# WHAT THE EXERCISE ASKS:
Give the line containing "Respond with the" again, exactly, along with all later lines of the entries, through the last one.

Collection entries
——

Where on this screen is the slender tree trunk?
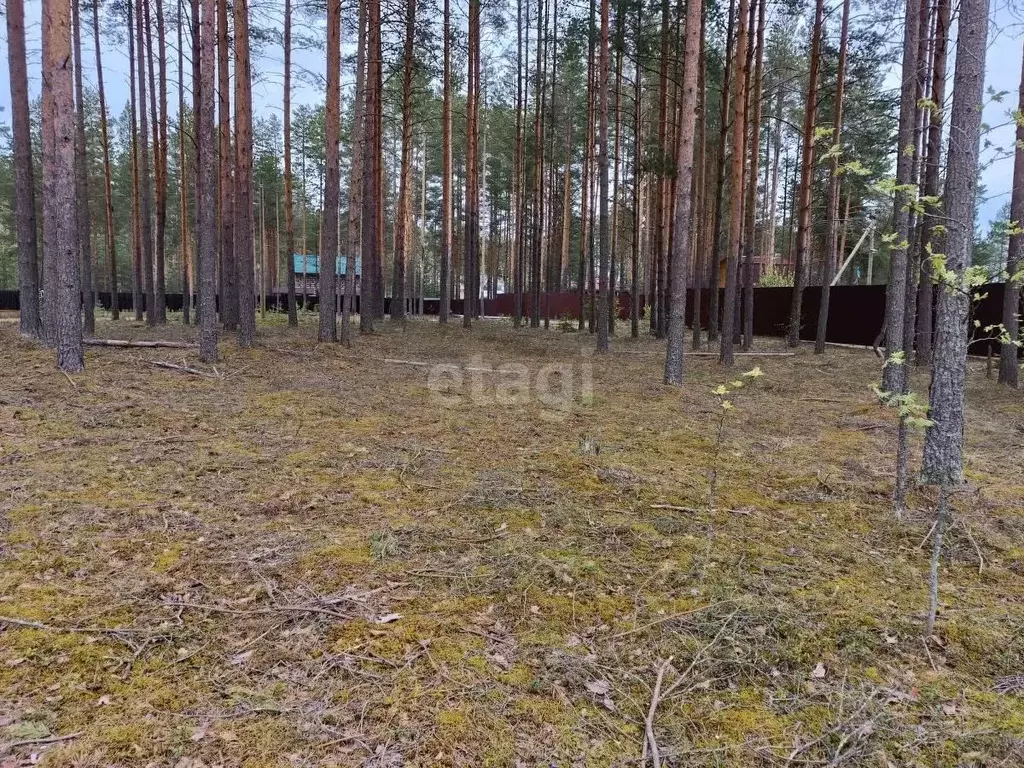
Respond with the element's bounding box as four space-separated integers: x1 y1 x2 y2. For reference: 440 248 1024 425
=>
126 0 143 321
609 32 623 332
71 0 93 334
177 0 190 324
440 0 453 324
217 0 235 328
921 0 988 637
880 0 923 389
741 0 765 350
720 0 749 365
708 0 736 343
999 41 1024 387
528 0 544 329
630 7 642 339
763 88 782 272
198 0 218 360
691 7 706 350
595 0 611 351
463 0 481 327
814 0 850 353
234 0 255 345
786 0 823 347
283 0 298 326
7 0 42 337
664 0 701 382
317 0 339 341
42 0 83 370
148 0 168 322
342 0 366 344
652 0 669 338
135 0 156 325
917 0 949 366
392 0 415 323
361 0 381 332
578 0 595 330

——

# SOLUTION TO THE PROBLEM:
Respond with the element's bounding box as four space-separated integers: x1 y1 x2 y2. For reference: 440 248 1024 425
=>
126 0 143 321
609 32 623 332
71 0 93 334
177 0 190 324
440 0 453 324
217 0 235 328
921 0 988 637
880 0 923 389
741 0 765 350
720 0 749 365
708 0 736 343
999 41 1024 387
528 0 544 329
630 7 642 339
763 88 782 272
198 0 218 360
691 7 706 350
595 0 611 351
463 0 481 327
814 0 850 353
234 0 255 345
786 0 823 347
283 0 298 326
7 0 42 337
664 0 701 382
317 0 339 341
42 0 83 370
148 0 168 322
342 0 366 344
652 0 669 338
135 0 156 325
917 0 949 366
392 0 415 323
361 0 381 332
578 0 595 330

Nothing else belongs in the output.